§ Goal:
Provide the data again in its entirety, exactly as given.

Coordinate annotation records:
━━━

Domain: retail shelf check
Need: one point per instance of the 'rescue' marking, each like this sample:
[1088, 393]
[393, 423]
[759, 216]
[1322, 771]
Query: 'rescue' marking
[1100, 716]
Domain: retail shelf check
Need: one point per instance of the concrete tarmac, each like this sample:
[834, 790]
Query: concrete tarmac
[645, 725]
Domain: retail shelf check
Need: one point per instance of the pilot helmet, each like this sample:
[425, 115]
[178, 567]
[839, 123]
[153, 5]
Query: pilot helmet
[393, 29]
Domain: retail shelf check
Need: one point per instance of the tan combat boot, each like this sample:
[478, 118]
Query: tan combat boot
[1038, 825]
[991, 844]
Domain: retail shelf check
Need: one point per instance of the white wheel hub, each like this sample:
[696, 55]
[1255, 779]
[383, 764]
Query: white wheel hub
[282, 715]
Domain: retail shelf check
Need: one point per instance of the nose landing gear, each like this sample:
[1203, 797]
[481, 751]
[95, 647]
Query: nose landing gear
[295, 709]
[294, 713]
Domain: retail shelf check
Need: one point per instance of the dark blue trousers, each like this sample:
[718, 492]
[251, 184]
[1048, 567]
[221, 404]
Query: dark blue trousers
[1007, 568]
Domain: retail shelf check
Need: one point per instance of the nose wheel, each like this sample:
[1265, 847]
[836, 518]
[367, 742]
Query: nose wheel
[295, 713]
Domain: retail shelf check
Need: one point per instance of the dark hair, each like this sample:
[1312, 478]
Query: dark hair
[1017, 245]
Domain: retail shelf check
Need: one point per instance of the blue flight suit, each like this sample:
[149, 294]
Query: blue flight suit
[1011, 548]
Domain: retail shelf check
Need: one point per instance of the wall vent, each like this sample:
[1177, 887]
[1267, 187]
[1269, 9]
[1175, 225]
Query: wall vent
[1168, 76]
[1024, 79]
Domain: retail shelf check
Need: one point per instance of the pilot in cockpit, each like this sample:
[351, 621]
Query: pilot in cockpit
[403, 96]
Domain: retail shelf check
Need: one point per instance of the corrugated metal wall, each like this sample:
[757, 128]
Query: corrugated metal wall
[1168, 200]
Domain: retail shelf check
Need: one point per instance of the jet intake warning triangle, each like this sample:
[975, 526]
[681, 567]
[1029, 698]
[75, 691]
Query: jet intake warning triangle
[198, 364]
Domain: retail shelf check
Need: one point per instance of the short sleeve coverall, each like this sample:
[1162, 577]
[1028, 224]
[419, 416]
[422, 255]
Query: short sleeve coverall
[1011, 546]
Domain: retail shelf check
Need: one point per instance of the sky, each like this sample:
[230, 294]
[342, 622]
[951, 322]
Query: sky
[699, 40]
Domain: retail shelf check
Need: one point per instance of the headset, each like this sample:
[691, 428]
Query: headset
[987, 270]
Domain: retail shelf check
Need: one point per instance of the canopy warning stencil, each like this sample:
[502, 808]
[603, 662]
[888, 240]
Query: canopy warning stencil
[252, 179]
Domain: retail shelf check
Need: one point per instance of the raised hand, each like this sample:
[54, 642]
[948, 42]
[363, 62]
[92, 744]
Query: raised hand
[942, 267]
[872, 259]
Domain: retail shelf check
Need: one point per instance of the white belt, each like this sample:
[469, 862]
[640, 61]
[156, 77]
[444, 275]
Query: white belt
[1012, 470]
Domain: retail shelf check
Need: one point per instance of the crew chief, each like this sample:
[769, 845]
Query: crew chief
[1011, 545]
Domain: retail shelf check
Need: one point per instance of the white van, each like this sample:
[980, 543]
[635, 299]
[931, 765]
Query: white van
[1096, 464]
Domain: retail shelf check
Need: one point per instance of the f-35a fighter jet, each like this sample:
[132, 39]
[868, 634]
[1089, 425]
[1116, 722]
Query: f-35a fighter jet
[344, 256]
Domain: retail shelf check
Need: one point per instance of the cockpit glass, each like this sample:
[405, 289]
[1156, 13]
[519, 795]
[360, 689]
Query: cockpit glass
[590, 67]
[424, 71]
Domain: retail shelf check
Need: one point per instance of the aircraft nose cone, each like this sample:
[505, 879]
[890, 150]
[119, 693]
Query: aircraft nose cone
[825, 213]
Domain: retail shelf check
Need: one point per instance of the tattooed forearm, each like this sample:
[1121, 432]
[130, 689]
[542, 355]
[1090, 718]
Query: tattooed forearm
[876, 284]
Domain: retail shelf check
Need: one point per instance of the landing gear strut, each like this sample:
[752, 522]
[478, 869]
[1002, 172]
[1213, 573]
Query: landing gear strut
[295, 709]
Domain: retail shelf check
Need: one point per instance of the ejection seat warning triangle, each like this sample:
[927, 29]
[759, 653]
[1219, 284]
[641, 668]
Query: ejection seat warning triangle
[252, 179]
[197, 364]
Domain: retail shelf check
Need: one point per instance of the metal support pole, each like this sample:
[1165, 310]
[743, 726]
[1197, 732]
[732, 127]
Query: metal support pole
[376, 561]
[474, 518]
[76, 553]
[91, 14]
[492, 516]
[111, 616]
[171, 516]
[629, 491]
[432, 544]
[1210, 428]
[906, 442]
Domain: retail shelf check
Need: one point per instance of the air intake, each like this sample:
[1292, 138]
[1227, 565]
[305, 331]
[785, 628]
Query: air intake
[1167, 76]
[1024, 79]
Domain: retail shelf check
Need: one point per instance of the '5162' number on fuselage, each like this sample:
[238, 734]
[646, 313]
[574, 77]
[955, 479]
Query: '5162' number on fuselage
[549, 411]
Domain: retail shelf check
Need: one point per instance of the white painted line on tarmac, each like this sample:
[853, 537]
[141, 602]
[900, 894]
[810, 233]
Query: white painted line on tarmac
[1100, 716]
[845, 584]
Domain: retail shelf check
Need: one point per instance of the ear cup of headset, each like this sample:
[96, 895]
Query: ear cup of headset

━━━

§ Solution to the problem:
Domain: retail shelf check
Need: one point per instance of the 'rescue' marking, each like this sample:
[1088, 393]
[393, 423]
[759, 216]
[1322, 771]
Query: 'rescue' marking
[1100, 716]
Domain: retail shelf check
Need: one point per instance of the concrete tarmac, each like this sample:
[834, 790]
Query: concrete tarmac
[645, 725]
Domain: retail shelf check
Need: one point per instance of the pilot helmet, each like this sample:
[425, 115]
[178, 567]
[839, 123]
[153, 5]
Query: pilot helmet
[393, 29]
Domain: retail shelf check
Need: one point per instance of the tan combat boot, each like this sample:
[478, 118]
Query: tan combat boot
[1038, 825]
[991, 844]
Domain: retail shelf check
Need: one point per instance of the white wheel hub, each like this sample:
[696, 55]
[1255, 779]
[383, 764]
Query: white wheel hub
[282, 715]
Domain: retail shelf check
Need: one point per instance of the nose landing gear, each like this sample:
[1203, 797]
[481, 751]
[95, 647]
Query: nose landing gear
[295, 709]
[294, 713]
Domain: retail shelf check
Need: one point per instance of the dark blue trousers, each like this sample:
[718, 492]
[251, 184]
[1048, 567]
[221, 404]
Query: dark blue trousers
[1007, 568]
Domain: retail shelf check
Need: one point per instance of the nose wheel, each like this sample:
[1265, 847]
[836, 518]
[367, 742]
Query: nose wheel
[295, 713]
Domain: retail shelf check
Need: one point per instance of the dark hair, each like this sample:
[1312, 478]
Query: dark hair
[1017, 245]
Domain: retail shelf check
Need: one point per instance of the blue flight suit, each like this sample:
[149, 294]
Query: blue flight suit
[1011, 548]
Domain: retail shelf check
Need: one point per instance of the wall vent, each like this sample:
[1177, 887]
[1267, 187]
[1269, 9]
[1175, 225]
Query: wall vent
[1168, 76]
[1024, 79]
Domain: retail shelf check
Need: one point per instance of the pilot in cockpit, each like this sample:
[351, 621]
Query: pilot in cockpit
[403, 96]
Domain: retail shelf check
Need: one point per instance of the corrugated metal wall, each like this sample:
[757, 128]
Query: corrugated metal wall
[1168, 200]
Domain: retail shelf check
Need: one point per instance of the jet intake warning triangle, each like this sample:
[975, 526]
[681, 567]
[1029, 698]
[75, 691]
Query: jet intake warning triangle
[198, 364]
Domain: retail shelf check
Need: one point per instance of the short sleeve coverall, each like this sample:
[1162, 577]
[1028, 224]
[419, 416]
[422, 255]
Query: short sleeve coverall
[1011, 546]
Domain: retail shelf check
Need: one point per instance of the sky, each like this sample:
[230, 294]
[342, 622]
[951, 322]
Query: sky
[699, 40]
Domain: retail shelf check
Need: one point per instance of the headset, each like this sample:
[691, 428]
Query: headset
[987, 270]
Domain: retail shelf check
Need: one point per instance of the canopy warning stencil, each like this sample:
[502, 808]
[603, 662]
[888, 240]
Query: canopy warning stencil
[252, 179]
Domain: retail shelf check
Need: one point per instance of the raised hand, each like this sample:
[54, 642]
[948, 42]
[363, 62]
[92, 744]
Query: raised hand
[942, 267]
[872, 259]
Domain: retail shelf check
Need: one point per instance of the white belt, each like this sample:
[469, 862]
[640, 61]
[156, 77]
[444, 275]
Query: white belt
[1012, 470]
Domain: retail shelf check
Need: one point per instance of the crew chief, each like this sample:
[769, 845]
Query: crew chief
[1011, 545]
Domain: retail shelf check
Need: one point per instance of the white van, each like this sample:
[980, 543]
[635, 299]
[931, 765]
Query: white van
[1096, 464]
Domain: retail shelf check
Need: one point per instance of the f-35a fighter jet, each like this sample:
[132, 39]
[868, 634]
[1089, 425]
[1116, 722]
Query: f-35a fighter jet
[344, 256]
Domain: retail shelf check
Need: one point per instance of the cockpit glass, each like this sample:
[405, 289]
[1156, 13]
[519, 795]
[360, 689]
Query: cockpit glass
[590, 67]
[424, 71]
Domain: retail shelf check
Need: one point per instance of the aircraft nose cone, each like this sample:
[505, 879]
[890, 150]
[119, 693]
Query: aircraft nose cone
[825, 213]
Domain: retail shelf check
Need: one point per instance of the tattooed forearm, each like this sample:
[1121, 432]
[130, 689]
[542, 355]
[1090, 718]
Query: tattooed forearm
[876, 284]
Domain: retail shelf check
Need: one point per instance of the landing gear strut, each like this sample:
[752, 522]
[478, 869]
[1002, 172]
[1213, 573]
Query: landing gear strut
[295, 709]
Domain: retail shelf check
Need: one point per instance of the ejection seat warning triangle, each like this sample:
[927, 29]
[759, 653]
[1219, 284]
[641, 668]
Query: ejection seat warning triangle
[252, 179]
[197, 364]
Domain: retail shelf check
Need: one point per instance of the metal support pole, each like this sample:
[1165, 310]
[743, 726]
[1197, 732]
[732, 127]
Query: metal support pole
[376, 561]
[474, 518]
[76, 553]
[91, 14]
[492, 516]
[111, 616]
[171, 516]
[629, 491]
[432, 544]
[1210, 428]
[906, 442]
Domain: retail shelf check
Need: one point per instance of the air intake, each like this sample:
[1292, 138]
[1227, 565]
[305, 331]
[785, 628]
Query: air intake
[1167, 76]
[1024, 79]
Domain: retail shelf check
Need: one point per instance of the '5162' number on fuselage, each like this sample:
[238, 734]
[646, 313]
[574, 77]
[955, 479]
Query: '5162' number on fuselage
[549, 411]
Domain: retail shelf check
Need: one point per instance of the white painted line on tarmac, each like this sample:
[853, 537]
[141, 602]
[900, 894]
[810, 233]
Query: white painted line on tarmac
[1100, 716]
[845, 584]
Domain: retail shelf check
Need: one point per instance of the ear cup of headset, each like this sample:
[96, 895]
Query: ear cup of headset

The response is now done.